▶ [Work instruction]
Count the lines below holding "green" and answer with that number only.

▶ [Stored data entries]
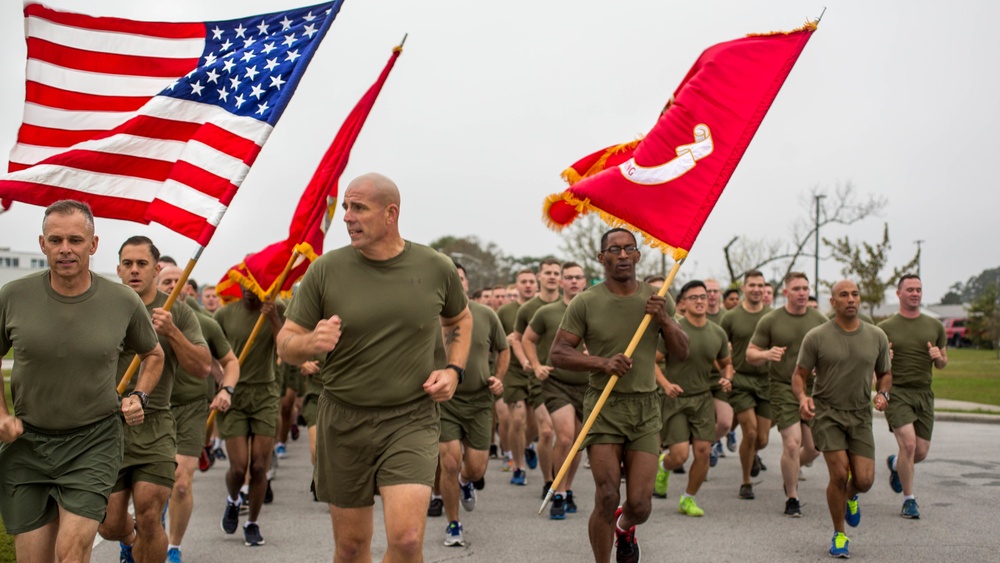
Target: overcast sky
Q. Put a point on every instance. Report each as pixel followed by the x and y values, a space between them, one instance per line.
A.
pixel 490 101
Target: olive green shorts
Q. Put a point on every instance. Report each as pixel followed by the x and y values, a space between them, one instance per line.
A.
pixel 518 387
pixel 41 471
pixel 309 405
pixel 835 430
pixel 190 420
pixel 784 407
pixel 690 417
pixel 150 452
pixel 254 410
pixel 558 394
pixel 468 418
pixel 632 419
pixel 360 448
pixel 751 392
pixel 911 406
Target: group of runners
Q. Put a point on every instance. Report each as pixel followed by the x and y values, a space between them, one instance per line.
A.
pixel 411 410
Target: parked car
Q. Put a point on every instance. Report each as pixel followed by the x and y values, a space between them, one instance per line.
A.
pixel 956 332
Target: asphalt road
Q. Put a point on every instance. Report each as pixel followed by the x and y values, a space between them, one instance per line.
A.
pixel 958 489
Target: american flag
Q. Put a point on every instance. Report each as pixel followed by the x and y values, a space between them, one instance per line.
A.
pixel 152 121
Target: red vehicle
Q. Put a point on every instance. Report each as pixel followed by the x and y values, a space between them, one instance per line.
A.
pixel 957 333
* * *
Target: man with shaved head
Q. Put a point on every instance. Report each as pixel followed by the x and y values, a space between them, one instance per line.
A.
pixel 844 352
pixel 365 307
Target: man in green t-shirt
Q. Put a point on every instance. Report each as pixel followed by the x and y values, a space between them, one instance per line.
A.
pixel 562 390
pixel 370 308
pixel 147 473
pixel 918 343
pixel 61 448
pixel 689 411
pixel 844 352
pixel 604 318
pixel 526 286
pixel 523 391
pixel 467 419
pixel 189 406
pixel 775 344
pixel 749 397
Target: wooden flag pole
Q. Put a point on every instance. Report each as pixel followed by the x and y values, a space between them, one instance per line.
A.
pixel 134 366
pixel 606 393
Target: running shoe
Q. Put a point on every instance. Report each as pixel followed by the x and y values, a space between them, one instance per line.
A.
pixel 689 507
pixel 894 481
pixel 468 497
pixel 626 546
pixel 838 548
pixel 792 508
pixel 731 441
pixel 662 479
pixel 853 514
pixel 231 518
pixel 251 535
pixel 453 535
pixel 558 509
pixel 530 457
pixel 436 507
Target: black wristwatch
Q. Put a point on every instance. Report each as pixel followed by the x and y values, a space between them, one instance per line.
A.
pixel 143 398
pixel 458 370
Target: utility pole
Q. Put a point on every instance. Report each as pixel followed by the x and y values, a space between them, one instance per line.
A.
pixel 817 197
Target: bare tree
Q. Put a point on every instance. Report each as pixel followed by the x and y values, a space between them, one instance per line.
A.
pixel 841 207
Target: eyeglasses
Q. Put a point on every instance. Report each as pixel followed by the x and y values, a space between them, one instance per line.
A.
--
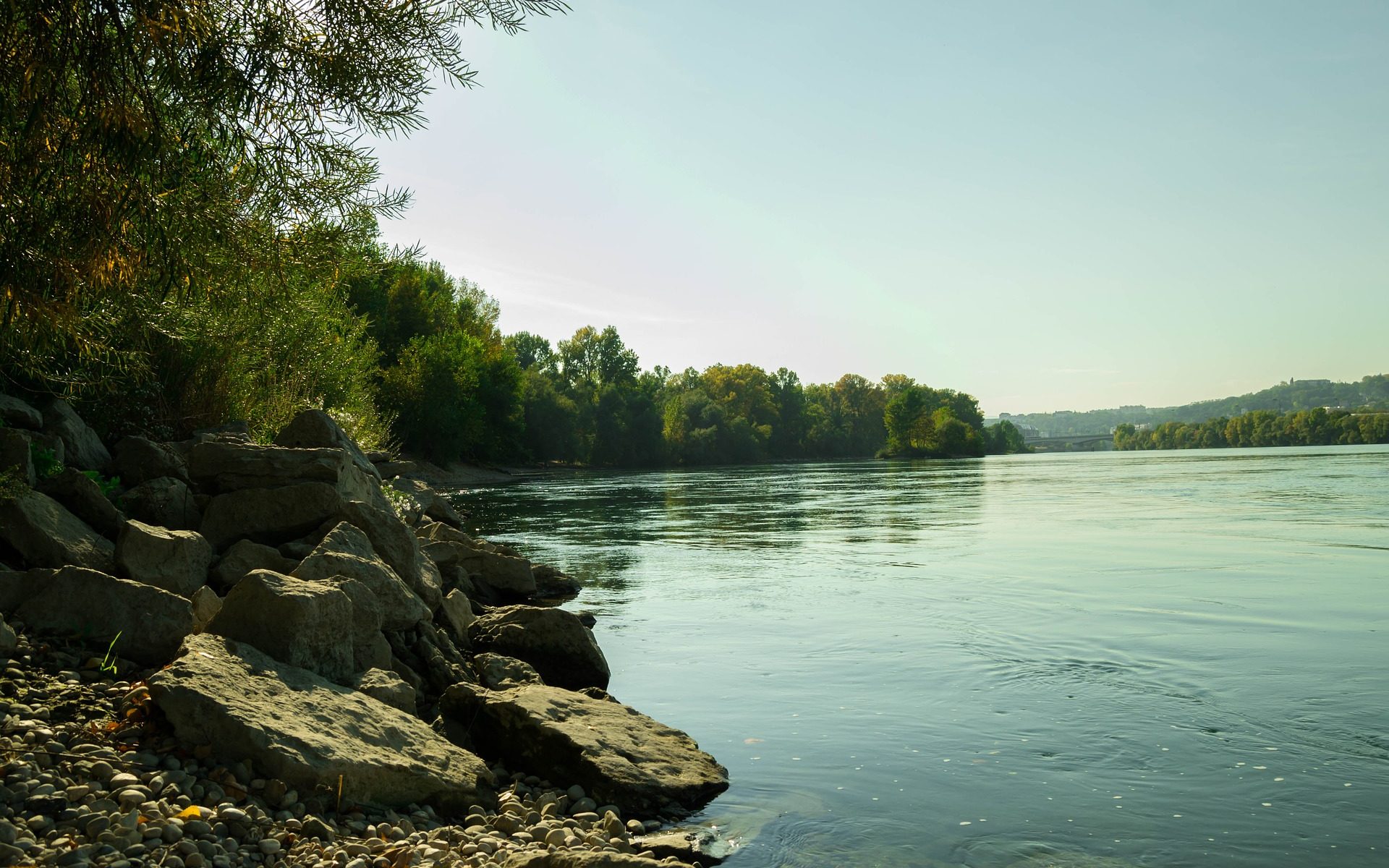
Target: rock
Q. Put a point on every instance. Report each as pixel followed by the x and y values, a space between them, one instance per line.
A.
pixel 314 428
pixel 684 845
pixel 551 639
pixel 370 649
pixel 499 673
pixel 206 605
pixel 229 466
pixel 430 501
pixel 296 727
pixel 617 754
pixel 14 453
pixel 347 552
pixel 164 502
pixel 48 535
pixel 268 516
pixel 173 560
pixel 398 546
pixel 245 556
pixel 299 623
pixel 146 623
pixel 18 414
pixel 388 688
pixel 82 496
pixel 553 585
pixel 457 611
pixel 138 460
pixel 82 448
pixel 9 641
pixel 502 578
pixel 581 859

▶ [Result for this exercise]
2